» **BRONTEKST**:
>>>
Hetzelfde verschijnsel deed zich ook voor bij de korpsen van Gemeentepolitie.

Een en ander betekende dat er zich binnen de Nederlandse politie een sterke cultuurverandering plaats vond
die niet te keren was. We moesten anders denken en doen. Dat was een grote uitdaging voor iedereen. Deze ervaring had ik reeds opgedaan bij de AVD . Er was in de verste verte nog geen sprake van opheffing van de toenmalige organisatie in één landelijk politiekorps. In die sfeer werd ik op 1 september 1980 bevorderd tot adjudant, hoofd surveillancegroep van de verkeersgroep Frieslân. Zo vond de opvolgingen functies veelal plaats, mits je qua geschiktheid en anciënniteit  aan de gestelde eisen voldeed; ook met diverse functies. Adj.Krol, eerder genoemd, was in die tijd lid van de Centrale Politie Verkeer Commissie en vertegenwoordigde daarin de Friese politie. Vervolgens volgde ik Krol op en met veel elan nam ik plaats op de mij aangeboden stoel.

Na enige tijd kwam ik tot de ontdekking dat mijn insteek iets anders was dan de mening van de overigen waardoor ik de koers van mijn expansiedrift een ietwat wijzigde. Tezelfdertijd gebeurden er  “in de lande ” veel verkeersongevallen door “afvallende lading.” Ik zocht samenwerking met o.a de verkeersgroep Zwolle en Alkmaar. De verkeersgroep Groningen zocht toenadering met de verkeersgroep Assen. Op deze wijze coördineerden wij de bedoelde ongevallen in een soort “gerichtverkeerstoezicht project.” Helaas bereikten we door verschillende omstandigheden niet het gestelde doel.  Toch hadden we er veel van geleerd.

In ongeveer 1980 kwam een discussie op gang dat de relatie tussen politie en weggebruiker veranderd moest worden. Meer openheid  van de controle en anders dan uitsluitend opsporing. Laat maar zien wat je doet of wat je van plan bent te doen.  Maak gebruik van publiciteit.  Deze veranderingen  van opvatting leidde tot oprichting van Regionale Organen voor de Verkeersveiligheid, in alle provincies, dus ook in Friesland. Gemakshalve  nader aangeduid  als ROF (Regionaal Orgaan Friesland.) Het was een platform van deskundigen van het Rijk, van de Provincie, VNG, Pers, Omroep Friesland, Rijschoolwereld, Openbaar Ministerie, Wegbeheerder, Politie, VVN, BOVAG, ANWB en nog meer.  Regionalisering van de verkeerszorg in alle regio’s was hiermee een feit geworden. Zowel het gericht verkeerstoezicht veranderde “de kijk en toezicht ”op het verkeer door de politie, alsook bij de wegbeheerders, rijschoolwereld en andere eerder genoemden. Voor de politie in het algemeen en zeker voor de verkeersgroep in het bijzonder veranderde de werkwijze nogal sterk, niet voor mij persoonlijk want ik had die verandering reeds bij de AVD ervaren, doch zeker bij de mensen van de verkeersgroep en anderen.
<<<
» **BRONFRAGMENT**:
>>>
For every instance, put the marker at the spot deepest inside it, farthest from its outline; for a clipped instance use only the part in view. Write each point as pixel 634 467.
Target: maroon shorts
<<<
» **SCHRIFTELIJKE OPDRACHTEN**:
a. Klopt elk van deze uitspraken volgens de brontekst? Geef per uitspraak ja of nee, met de woorden uit de brontekst die de doorslag geven, precies geciteerd. (i) De ik-persoon werd op 1 september 1980 bevorderd tot adjudant. (ii) Het "gerichtverkeerstoezicht project" haalde het gestelde doel. (iii) Omroep Friesland hoorde bij het platform van deskundigen van het ROF.
b. Schrijf woordelijk het stuk uit de brontekst over dat opent met de woorden "Een en ander" en sluit met "mij aangeboden stoel.".

» **ANTWOORDEN OEFENING**:
a.
(i) Ja: "In die sfeer werd ik op 1 september 1980 bevorderd tot adjudant, hoofd surveillancegroep van de verkeersgroep Frieslân."
(ii) Nee: "Helaas bereikten we door verschillende omstandigheden niet het gestelde doel."
(iii) Ja: "Het was een platform van deskundigen van het Rijk, van de Provincie, VNG, Pers, Omroep Friesland"

b.
Een en ander betekende dat er zich binnen de Nederlandse politie een sterke cultuurverandering plaats vond
die niet te keren was. We moesten anders denken en doen. Dat was een grote uitdaging voor iedereen. Deze ervaring had ik reeds opgedaan bij de AVD . Er was in de verste verte nog geen sprake van opheffing van de toenmalige organisatie in één landelijk politiekorps. In die sfeer werd ik op 1 september 1980 bevorderd tot adjudant, hoofd surveillancegroep van de verkeersgroep Frieslân. Zo vond de opvolgingen functies veelal plaats, mits je qua geschiktheid en anciënniteit  aan de gestelde eisen voldeed; ook met diverse functies. Adj.Krol, eerder genoemd, was in die tijd lid van de Centrale Politie Verkeer Commissie en vertegenwoordigde daarin de Friese politie. Vervolgens volgde ik Krol op en met veel elan nam ik plaats op de mij aangeboden stoel.